> **TASK INSTRUCTIONS**: Pull out every line below that holds the word "leaf".

(Records drawn from a dataset)
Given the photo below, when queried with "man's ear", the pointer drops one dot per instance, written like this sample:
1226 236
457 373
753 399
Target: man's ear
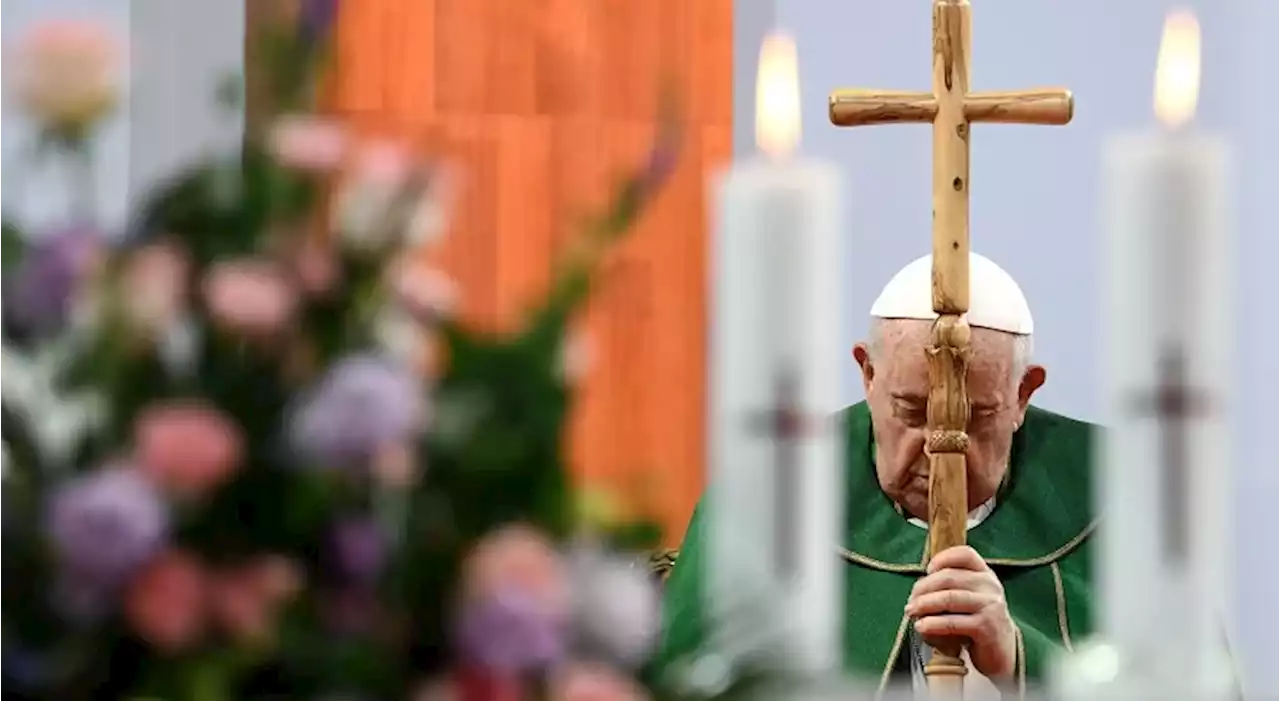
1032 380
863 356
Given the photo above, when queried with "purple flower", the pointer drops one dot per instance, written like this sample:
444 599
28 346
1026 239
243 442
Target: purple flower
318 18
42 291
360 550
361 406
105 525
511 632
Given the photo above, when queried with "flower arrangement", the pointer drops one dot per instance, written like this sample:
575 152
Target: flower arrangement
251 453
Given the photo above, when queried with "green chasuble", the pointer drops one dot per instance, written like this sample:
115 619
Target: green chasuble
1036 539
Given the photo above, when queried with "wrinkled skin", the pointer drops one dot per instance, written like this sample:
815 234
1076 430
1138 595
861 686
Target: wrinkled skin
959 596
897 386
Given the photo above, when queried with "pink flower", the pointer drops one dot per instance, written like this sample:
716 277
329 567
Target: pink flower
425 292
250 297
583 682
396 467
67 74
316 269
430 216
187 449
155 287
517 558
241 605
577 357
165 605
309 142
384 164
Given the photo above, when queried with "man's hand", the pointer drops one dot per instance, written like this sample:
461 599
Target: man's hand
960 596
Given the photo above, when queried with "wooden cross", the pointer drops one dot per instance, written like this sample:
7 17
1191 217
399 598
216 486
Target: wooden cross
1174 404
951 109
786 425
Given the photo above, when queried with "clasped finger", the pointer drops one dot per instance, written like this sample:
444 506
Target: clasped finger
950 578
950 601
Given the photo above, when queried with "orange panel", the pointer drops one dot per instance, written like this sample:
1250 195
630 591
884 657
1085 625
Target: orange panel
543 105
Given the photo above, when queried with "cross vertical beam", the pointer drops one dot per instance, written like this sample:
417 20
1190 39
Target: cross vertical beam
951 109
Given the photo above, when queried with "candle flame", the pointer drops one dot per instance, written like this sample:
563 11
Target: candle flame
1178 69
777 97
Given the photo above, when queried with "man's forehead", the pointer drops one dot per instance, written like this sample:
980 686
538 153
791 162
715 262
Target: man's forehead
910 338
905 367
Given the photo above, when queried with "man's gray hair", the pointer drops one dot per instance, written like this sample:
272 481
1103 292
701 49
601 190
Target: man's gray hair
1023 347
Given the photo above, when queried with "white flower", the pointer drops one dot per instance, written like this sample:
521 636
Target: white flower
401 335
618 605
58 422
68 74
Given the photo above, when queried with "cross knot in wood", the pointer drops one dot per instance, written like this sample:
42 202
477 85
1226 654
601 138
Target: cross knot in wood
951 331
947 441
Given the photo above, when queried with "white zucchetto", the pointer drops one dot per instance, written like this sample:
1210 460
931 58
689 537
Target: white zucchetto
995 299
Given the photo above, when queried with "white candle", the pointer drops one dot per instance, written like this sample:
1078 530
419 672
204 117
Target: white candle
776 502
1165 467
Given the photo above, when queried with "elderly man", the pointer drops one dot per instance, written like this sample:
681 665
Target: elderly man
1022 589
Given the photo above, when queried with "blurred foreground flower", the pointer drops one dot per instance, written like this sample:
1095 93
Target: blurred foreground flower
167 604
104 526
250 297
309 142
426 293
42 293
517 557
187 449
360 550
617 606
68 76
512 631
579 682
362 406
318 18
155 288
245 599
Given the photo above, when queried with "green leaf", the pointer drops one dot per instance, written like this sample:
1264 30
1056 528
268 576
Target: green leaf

> **TASK RESPONSE**:
Given the photo above, when queried with "green leaf", the pointer drops one dot per instance, written like this sample:
Target: green leaf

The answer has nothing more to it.